Exercise brief » Reproduce all of the records below word for word, keeping every line of each one unchanged.

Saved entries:
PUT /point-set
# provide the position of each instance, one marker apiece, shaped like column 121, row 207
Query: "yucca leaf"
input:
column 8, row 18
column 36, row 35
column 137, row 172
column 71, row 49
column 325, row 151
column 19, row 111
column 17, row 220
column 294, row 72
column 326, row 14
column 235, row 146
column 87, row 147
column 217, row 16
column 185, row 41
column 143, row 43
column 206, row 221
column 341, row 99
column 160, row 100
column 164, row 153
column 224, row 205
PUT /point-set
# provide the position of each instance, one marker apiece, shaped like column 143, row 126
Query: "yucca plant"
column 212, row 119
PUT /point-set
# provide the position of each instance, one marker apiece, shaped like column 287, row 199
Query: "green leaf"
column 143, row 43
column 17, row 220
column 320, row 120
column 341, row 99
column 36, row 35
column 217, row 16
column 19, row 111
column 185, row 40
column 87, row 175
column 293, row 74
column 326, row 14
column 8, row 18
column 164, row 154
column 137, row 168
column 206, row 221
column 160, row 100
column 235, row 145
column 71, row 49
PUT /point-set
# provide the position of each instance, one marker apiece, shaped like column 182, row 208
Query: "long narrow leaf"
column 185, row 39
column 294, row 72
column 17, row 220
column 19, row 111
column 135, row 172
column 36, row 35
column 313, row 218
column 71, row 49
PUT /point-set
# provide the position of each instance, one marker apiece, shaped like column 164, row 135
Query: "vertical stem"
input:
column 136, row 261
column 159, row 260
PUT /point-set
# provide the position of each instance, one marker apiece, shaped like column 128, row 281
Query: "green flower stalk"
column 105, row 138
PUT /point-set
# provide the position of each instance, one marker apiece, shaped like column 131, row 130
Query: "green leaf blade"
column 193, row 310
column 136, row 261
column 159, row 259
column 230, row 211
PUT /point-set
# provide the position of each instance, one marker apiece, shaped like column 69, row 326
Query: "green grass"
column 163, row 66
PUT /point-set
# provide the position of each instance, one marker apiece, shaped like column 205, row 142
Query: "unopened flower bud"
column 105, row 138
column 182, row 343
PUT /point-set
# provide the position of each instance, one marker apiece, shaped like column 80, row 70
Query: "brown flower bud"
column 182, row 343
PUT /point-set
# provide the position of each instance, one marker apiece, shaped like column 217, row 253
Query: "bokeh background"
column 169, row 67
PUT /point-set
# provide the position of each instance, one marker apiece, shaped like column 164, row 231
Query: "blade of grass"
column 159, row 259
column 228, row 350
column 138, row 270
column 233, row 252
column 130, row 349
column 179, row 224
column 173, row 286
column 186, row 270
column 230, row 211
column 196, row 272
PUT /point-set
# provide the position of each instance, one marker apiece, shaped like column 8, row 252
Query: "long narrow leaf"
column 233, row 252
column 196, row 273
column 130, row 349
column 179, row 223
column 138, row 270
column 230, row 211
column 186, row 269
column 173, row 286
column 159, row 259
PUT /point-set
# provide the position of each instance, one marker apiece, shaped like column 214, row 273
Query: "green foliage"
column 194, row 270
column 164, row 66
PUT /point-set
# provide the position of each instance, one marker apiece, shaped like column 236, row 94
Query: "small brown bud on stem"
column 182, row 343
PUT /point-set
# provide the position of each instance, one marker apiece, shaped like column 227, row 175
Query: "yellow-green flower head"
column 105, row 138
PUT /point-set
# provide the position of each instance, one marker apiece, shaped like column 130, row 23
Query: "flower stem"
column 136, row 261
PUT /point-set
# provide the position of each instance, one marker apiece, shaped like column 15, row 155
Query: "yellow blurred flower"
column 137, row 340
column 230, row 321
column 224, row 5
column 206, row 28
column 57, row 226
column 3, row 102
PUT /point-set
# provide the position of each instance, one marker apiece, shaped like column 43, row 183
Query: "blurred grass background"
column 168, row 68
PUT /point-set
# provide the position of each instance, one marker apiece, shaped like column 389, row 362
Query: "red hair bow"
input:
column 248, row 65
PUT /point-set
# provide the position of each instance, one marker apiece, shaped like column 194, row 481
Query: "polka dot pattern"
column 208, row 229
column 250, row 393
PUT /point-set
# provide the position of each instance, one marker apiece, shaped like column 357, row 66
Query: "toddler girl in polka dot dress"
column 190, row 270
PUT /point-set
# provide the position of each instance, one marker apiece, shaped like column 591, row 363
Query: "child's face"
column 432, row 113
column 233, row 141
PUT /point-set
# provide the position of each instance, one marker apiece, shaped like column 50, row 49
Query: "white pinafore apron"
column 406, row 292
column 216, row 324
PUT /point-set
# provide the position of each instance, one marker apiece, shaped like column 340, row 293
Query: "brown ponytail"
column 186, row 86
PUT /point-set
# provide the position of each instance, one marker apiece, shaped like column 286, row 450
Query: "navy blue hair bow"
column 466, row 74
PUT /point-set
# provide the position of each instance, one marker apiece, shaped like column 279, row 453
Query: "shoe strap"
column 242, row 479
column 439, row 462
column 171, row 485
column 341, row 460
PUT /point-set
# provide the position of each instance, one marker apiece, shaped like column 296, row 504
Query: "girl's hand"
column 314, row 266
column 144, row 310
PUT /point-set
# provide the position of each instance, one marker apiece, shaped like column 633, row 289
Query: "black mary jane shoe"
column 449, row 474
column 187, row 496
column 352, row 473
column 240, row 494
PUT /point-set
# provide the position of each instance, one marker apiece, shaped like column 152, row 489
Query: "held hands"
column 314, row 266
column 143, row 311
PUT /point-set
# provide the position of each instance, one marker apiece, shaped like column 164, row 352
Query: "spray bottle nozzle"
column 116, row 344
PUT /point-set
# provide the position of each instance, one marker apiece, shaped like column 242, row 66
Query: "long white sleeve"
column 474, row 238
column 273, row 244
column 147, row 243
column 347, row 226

Worked solution »
PUT /point-set
# provide the position of each instance, one marker apiece, shaped like column 121, row 207
Query: "yucca leaf"
input:
column 8, row 18
column 36, row 35
column 137, row 172
column 71, row 49
column 325, row 151
column 19, row 111
column 17, row 220
column 294, row 72
column 326, row 14
column 235, row 146
column 87, row 147
column 217, row 16
column 185, row 41
column 143, row 43
column 206, row 221
column 341, row 99
column 160, row 100
column 164, row 153
column 224, row 205
PUT /point-set
# provide the position of each instance, one marker apiece, shaped like column 143, row 126
Query: "yucca plant"
column 212, row 119
PUT /point-set
# provide the position of each instance, one marker apiece, shaped like column 287, row 199
Query: "green leaf"
column 143, row 43
column 17, row 220
column 320, row 120
column 341, row 99
column 36, row 35
column 217, row 16
column 19, row 111
column 185, row 40
column 87, row 175
column 293, row 74
column 326, row 14
column 8, row 18
column 164, row 154
column 137, row 168
column 206, row 221
column 160, row 100
column 235, row 145
column 71, row 49
PUT /point-set
# provide the position of each instance, one marker apiece, shaped like column 182, row 208
Query: "long narrow leaf"
column 185, row 39
column 294, row 72
column 17, row 220
column 19, row 111
column 135, row 172
column 36, row 35
column 313, row 218
column 71, row 49
PUT /point-set
# provide the position of each instance, one marker apiece, shaped like column 164, row 135
Query: "vertical stem"
input:
column 136, row 261
column 159, row 260
PUT /point-set
# provide the position of each instance, one marker apiece, shaped like column 128, row 281
Query: "green flower stalk"
column 105, row 138
PUT /point-set
# provide the position of each instance, one marker apiece, shaped like column 131, row 130
Query: "green leaf blade"
column 193, row 310
column 136, row 261
column 159, row 259
column 230, row 211
PUT /point-set
# provide the position of each instance, one marker apiece, shaped like column 69, row 326
Query: "green grass"
column 163, row 66
PUT /point-set
# provide the position of each instance, one marker apiece, shaped like column 205, row 142
Query: "unopened flower bud"
column 105, row 138
column 182, row 343
PUT /point-set
# provide the position of each instance, one marker apiece, shaped like column 80, row 70
Query: "brown flower bud"
column 182, row 343
PUT /point-set
# provide the position of each instance, one marker apiece, shaped like column 217, row 253
Query: "bokeh background"
column 169, row 67
PUT /point-set
# provide the position of each instance, one marker apiece, shaped like column 164, row 231
Query: "blade of grass"
column 159, row 259
column 228, row 350
column 138, row 270
column 233, row 252
column 130, row 349
column 179, row 224
column 173, row 286
column 186, row 270
column 230, row 211
column 196, row 272
PUT /point-set
# provide the position of each instance, one marker apiece, shaped like column 8, row 252
Query: "long narrow leaf"
column 233, row 252
column 196, row 273
column 130, row 349
column 179, row 223
column 138, row 270
column 230, row 211
column 186, row 269
column 173, row 286
column 159, row 259
PUT /point-set
# provide the position of each instance, one marker apiece, shaped like column 214, row 273
Query: "green foliage"
column 194, row 270
column 164, row 66
PUT /point-set
# provide the position of each instance, one marker apiece, shaped like column 236, row 94
Query: "small brown bud on stem"
column 182, row 343
PUT /point-set
# provide the position of each instance, one marker apiece, shaped like column 227, row 175
Query: "yellow-green flower head"
column 105, row 138
PUT /point-set
# provide the position of each instance, one marker apiece, shaped like column 130, row 23
Query: "flower stem"
column 136, row 261
PUT /point-set
# provide the position of each instance, one marker apiece, shaped like column 15, row 155
Query: "yellow blurred flower"
column 137, row 340
column 230, row 321
column 224, row 5
column 206, row 28
column 57, row 226
column 3, row 102
PUT /point-set
# provide the position of each instance, one marker apiece, shaped like column 43, row 183
Query: "blurred grass background"
column 168, row 68
PUT /point-set
# provide the position of each instance, one marker apiece, shaped like column 389, row 362
Query: "red hair bow"
input:
column 248, row 65
PUT /point-set
# provide the position of each instance, one marker apiece, shaped like column 194, row 481
Query: "polka dot pattern"
column 208, row 229
column 250, row 393
PUT /point-set
# provide the position of each instance, one marker apiece, shaped like column 357, row 66
Query: "toddler girl in polka dot dress"
column 190, row 270
PUT /point-set
# provide the position of each instance, one marker apiece, shaped like column 591, row 363
Query: "child's face"
column 432, row 113
column 233, row 141
PUT /point-set
# provide the position of each instance, one marker apiece, shaped like column 50, row 49
Query: "white pinafore apron"
column 406, row 292
column 216, row 324
PUT /point-set
# provide the position of each instance, one marker apiece, shaped like column 340, row 293
Query: "brown ponytail"
column 186, row 86
PUT /point-set
# provide the position of each instance, one marker apiece, shaped like column 286, row 450
Query: "navy blue hair bow"
column 466, row 74
PUT /point-set
# provide the position of each instance, one marker apiece, shaped like column 279, row 453
Query: "shoe strap"
column 242, row 479
column 439, row 462
column 171, row 485
column 341, row 460
PUT /point-set
# provide the position of each instance, one marker apiece, shaped like column 296, row 504
Query: "girl's hand"
column 314, row 266
column 144, row 310
PUT /point-set
# provide the position of each instance, one marker apiece, shaped like column 633, row 289
Query: "black mary jane shoe"
column 449, row 474
column 187, row 496
column 352, row 473
column 240, row 494
PUT /point-set
# provide the position of each instance, one marker apiece, shaped like column 152, row 489
Query: "held hands"
column 314, row 266
column 143, row 311
PUT /point-set
# provide the position of each instance, one marker apiece, shaped like column 164, row 352
Query: "spray bottle nozzle"
column 116, row 344
PUT /point-set
# provide the position of each instance, one marker apiece, shaped like column 242, row 66
Query: "long white sleeve"
column 474, row 238
column 273, row 244
column 147, row 243
column 347, row 226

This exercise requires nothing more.